• PROBLEM DESCRIPTION
Could you transcribe, word for word, the lines of the listing below, starting with the line that contains "like x=302, y=92." and continuing through the line that contains "x=138, y=22"?

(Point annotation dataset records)
-------------------------
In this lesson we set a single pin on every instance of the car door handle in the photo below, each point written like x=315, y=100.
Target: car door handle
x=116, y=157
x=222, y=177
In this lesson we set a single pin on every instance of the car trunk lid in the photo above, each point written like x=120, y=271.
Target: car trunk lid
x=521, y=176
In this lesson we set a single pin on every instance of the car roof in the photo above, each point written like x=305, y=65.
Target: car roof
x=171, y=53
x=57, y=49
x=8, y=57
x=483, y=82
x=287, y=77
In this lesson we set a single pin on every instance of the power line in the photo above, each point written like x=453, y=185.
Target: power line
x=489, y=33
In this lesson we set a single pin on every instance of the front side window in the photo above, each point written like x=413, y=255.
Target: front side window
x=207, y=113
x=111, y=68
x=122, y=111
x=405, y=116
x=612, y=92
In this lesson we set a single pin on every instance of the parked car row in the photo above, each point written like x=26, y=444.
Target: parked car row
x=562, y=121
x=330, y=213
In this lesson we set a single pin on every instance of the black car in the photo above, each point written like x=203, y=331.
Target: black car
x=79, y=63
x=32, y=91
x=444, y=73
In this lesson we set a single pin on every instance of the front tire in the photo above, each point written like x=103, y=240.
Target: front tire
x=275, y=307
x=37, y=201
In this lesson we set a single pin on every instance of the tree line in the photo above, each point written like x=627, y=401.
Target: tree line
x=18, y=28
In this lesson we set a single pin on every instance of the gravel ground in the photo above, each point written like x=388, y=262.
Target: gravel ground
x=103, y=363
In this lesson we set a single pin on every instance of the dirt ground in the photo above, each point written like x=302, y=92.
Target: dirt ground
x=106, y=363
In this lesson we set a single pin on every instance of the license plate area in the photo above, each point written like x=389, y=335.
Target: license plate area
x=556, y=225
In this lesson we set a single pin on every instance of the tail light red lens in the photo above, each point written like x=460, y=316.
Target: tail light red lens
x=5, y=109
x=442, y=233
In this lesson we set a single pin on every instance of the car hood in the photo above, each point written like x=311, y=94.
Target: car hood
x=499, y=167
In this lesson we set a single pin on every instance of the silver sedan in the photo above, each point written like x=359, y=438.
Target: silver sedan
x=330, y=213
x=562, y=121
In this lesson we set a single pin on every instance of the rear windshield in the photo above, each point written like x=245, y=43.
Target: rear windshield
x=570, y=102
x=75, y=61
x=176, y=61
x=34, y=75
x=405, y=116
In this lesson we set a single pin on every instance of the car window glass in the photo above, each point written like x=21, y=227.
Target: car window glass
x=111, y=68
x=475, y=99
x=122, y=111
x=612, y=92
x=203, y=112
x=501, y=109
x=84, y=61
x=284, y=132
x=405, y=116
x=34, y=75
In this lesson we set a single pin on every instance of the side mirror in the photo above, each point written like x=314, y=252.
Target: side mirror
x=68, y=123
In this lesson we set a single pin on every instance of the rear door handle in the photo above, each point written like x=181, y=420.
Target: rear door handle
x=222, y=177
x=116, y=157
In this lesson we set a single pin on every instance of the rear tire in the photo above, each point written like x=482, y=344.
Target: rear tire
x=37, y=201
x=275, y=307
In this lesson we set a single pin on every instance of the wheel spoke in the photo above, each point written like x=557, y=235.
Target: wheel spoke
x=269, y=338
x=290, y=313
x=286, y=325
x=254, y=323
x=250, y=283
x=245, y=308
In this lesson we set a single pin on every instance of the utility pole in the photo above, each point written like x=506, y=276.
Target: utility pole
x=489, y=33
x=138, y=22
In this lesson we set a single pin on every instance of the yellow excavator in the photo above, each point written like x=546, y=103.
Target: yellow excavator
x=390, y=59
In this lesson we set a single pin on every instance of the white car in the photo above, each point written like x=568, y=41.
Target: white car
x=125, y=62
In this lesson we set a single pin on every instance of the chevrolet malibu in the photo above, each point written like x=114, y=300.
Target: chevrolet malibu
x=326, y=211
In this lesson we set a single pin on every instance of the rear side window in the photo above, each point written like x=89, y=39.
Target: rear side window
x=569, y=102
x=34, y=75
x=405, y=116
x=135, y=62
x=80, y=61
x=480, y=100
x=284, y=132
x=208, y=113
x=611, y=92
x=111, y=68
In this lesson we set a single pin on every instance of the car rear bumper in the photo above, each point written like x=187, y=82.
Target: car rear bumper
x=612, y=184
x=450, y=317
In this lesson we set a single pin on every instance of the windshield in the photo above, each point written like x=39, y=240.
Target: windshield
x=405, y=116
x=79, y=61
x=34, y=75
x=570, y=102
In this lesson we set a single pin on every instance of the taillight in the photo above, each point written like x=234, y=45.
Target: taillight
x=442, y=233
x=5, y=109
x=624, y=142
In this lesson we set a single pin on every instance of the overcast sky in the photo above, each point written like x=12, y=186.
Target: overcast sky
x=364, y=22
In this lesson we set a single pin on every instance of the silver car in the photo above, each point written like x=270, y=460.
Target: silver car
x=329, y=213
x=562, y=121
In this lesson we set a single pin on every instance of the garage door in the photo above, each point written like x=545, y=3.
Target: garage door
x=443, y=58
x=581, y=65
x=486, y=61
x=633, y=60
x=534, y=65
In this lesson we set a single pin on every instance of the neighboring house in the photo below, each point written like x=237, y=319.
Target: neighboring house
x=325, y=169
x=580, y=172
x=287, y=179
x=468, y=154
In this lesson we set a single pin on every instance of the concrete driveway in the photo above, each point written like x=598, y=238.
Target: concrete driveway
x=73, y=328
-------------------------
• FULL ANSWER
In this lesson we set a single pin on every instance of the dirt ground in the photo above, each point written like x=302, y=92.
Target: dirt ground
x=106, y=363
In this lesson we set a single pin on every instance of the license plate area in the photo above, each point written like x=389, y=335.
Target: license plate area
x=556, y=225
In this lesson we set a single pin on every instance of the tail light red lens in the photo above, each point written like x=460, y=316.
Target: tail light red lens
x=5, y=109
x=442, y=233
In this lesson we set a single pin on every instance of the car hood in the photo above, each point written like x=311, y=94.
Target: car hood
x=499, y=167
In this lesson we set a single pin on every instance of the silver sedan in the photo above, each point written like x=359, y=438.
Target: silver sedan
x=330, y=213
x=562, y=121
In this lesson we set a single pin on every instance of the rear windshield in the photo above, each point written like x=245, y=43.
Target: rear windshield
x=570, y=102
x=75, y=61
x=176, y=61
x=34, y=75
x=405, y=116
In this lesson we set a single pin on every instance of the car window glass in the photo above, each point written like x=21, y=227.
Target: car window glass
x=111, y=68
x=475, y=99
x=122, y=111
x=612, y=92
x=203, y=112
x=501, y=109
x=84, y=61
x=284, y=132
x=405, y=116
x=34, y=75
In this lesson we set a single pin on every instance of the side mirror in the photo above, each point written like x=314, y=252.
Target: side mirror
x=68, y=123
In this lesson we set a single pin on every instance of the rear door handle in the photo above, each point written like x=181, y=420.
Target: rear door handle
x=222, y=177
x=116, y=157
In this lesson we set a single pin on every instance of the rear tire in the photo above, each point written like x=482, y=344.
Target: rear tire
x=37, y=201
x=275, y=307
In this lesson we set a single pin on every instance of the wheel spoke in the photo above, each point written like x=557, y=235.
Target: wheel spoke
x=269, y=338
x=290, y=313
x=286, y=325
x=254, y=323
x=250, y=283
x=245, y=308
In this lesson we set a single pin on every instance of the utility pole in the photo above, each point written like x=506, y=276.
Target: utility pole
x=489, y=33
x=138, y=22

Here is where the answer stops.